## START INPUT FOR THIS TASK
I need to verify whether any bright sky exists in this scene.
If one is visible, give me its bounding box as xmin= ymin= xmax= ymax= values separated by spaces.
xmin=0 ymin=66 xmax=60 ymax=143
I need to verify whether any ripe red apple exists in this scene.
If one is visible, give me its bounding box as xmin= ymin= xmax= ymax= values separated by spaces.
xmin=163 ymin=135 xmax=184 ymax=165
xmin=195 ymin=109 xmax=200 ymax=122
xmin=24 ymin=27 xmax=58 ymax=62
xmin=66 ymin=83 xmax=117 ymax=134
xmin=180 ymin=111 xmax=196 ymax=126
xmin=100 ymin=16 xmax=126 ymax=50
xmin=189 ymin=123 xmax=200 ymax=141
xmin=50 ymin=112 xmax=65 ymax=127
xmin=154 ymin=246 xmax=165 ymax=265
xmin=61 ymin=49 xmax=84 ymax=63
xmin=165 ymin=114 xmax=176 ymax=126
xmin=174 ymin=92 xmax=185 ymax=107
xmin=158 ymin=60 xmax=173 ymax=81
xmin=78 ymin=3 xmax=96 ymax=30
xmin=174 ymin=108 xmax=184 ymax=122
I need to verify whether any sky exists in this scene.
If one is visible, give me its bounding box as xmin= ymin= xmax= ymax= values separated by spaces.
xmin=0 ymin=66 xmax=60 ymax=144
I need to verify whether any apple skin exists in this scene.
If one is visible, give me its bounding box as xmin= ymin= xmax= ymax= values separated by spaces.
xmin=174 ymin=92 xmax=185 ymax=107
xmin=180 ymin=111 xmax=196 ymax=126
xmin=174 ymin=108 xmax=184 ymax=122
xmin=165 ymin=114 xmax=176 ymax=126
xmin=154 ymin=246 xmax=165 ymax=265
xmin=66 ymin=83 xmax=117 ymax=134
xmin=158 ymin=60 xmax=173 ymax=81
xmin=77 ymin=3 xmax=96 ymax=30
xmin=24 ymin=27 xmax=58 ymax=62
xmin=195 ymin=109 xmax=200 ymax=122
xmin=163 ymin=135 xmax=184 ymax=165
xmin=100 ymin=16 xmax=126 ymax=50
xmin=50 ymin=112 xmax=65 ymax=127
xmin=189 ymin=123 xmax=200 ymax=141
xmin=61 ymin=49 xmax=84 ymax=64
## END INPUT FOR THIS TASK
# WORK TO DO
Print every row above again, word for word and in the same order.

# FINISHED EXERCISE
I need to verify whether any bright sky exists in this scene.
If one is visible, give me its bounding box as xmin= ymin= xmax= ymax= values separated by spaces.
xmin=0 ymin=66 xmax=60 ymax=143
I need to verify whether any ripe red apple exists in this scene.
If one is visible, give me its bounding box as xmin= ymin= xmax= ymax= values separated by spaces.
xmin=163 ymin=135 xmax=184 ymax=165
xmin=195 ymin=109 xmax=200 ymax=122
xmin=24 ymin=27 xmax=58 ymax=62
xmin=66 ymin=83 xmax=117 ymax=134
xmin=180 ymin=111 xmax=196 ymax=126
xmin=100 ymin=16 xmax=126 ymax=50
xmin=189 ymin=123 xmax=200 ymax=141
xmin=50 ymin=112 xmax=65 ymax=127
xmin=154 ymin=246 xmax=165 ymax=265
xmin=61 ymin=49 xmax=84 ymax=63
xmin=165 ymin=114 xmax=176 ymax=126
xmin=174 ymin=92 xmax=185 ymax=107
xmin=158 ymin=60 xmax=173 ymax=81
xmin=78 ymin=3 xmax=96 ymax=30
xmin=174 ymin=108 xmax=184 ymax=122
I need to verify whether any sky exists in this scene.
If one is visible, give me its bounding box as xmin= ymin= xmax= ymax= values separated by spaces.
xmin=0 ymin=66 xmax=60 ymax=144
I need to verify whether any apple skin exists in this scene.
If one is visible, give me its bounding box as xmin= ymin= xmax= ymax= values separated by spaces.
xmin=174 ymin=92 xmax=185 ymax=107
xmin=180 ymin=111 xmax=196 ymax=126
xmin=174 ymin=108 xmax=184 ymax=122
xmin=165 ymin=114 xmax=176 ymax=126
xmin=154 ymin=246 xmax=165 ymax=265
xmin=66 ymin=83 xmax=117 ymax=134
xmin=158 ymin=60 xmax=173 ymax=81
xmin=77 ymin=3 xmax=96 ymax=30
xmin=24 ymin=27 xmax=58 ymax=62
xmin=195 ymin=109 xmax=200 ymax=122
xmin=163 ymin=135 xmax=184 ymax=165
xmin=100 ymin=16 xmax=126 ymax=50
xmin=50 ymin=112 xmax=65 ymax=127
xmin=189 ymin=123 xmax=200 ymax=141
xmin=61 ymin=49 xmax=84 ymax=64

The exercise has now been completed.